Task item »
Pull out each line of the records holding the string "crocus".

Provided data »
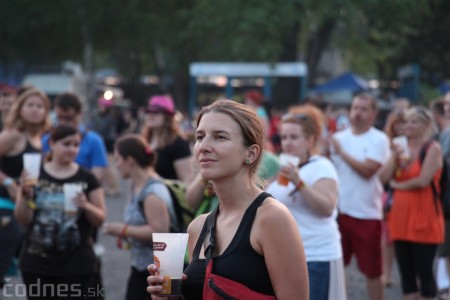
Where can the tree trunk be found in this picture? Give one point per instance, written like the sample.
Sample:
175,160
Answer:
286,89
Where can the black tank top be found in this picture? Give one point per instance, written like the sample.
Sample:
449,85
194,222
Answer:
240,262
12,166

==

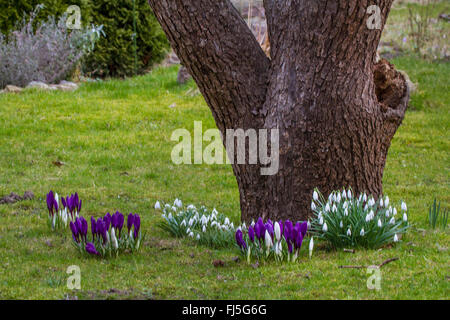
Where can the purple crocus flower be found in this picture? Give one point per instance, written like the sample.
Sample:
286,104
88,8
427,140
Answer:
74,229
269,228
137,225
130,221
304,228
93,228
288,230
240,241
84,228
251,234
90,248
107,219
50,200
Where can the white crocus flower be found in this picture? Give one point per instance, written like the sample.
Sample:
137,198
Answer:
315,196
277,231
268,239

...

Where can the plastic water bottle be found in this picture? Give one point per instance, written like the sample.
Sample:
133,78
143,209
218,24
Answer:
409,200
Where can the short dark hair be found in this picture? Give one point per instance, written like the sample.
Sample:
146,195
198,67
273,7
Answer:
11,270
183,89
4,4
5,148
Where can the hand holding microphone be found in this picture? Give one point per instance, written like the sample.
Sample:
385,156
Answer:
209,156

Completed task »
Where can the purple crocus flower be found in this picture? Give one point per instance, written like the sample.
Where can the white crocus flower be found in this picture? Give one point per instance, written like the sample.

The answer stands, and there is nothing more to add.